[MATERIAL SUPPLIED — start]
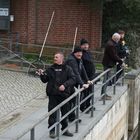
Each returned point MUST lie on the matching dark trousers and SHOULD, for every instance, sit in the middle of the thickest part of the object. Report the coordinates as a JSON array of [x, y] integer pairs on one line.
[[72, 104], [106, 77], [53, 102], [84, 94], [120, 73]]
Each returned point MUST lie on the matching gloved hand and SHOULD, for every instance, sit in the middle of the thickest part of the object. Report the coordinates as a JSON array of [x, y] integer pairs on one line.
[[40, 72], [85, 86]]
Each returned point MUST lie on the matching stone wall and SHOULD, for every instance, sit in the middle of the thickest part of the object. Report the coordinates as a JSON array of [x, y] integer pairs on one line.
[[114, 125]]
[MATERIAL SUPPLIED — finish]
▶ **WHAT IS REQUIRED**
No lines before the one containing "Each returned point MUST lie on the matching gloved" belong in the answer; write out that line and each one after it exactly, through the end of the records.

▶ **TASK OUTPUT**
Each returned point MUST lie on the matching gloved hand and SHOULD, for every instance, sit in the middle of the thickest part of the object. Report the coordinates as a JSON array of [x, y] integer pairs on one line.
[[40, 72], [85, 86]]
Each returned point MUST lie on the matching stone wall and SHOULD, for every instance, sit in the middle of the thickest part of the object. Report the coordinates as a JSON array of [x, y] integer pairs on one line.
[[114, 125]]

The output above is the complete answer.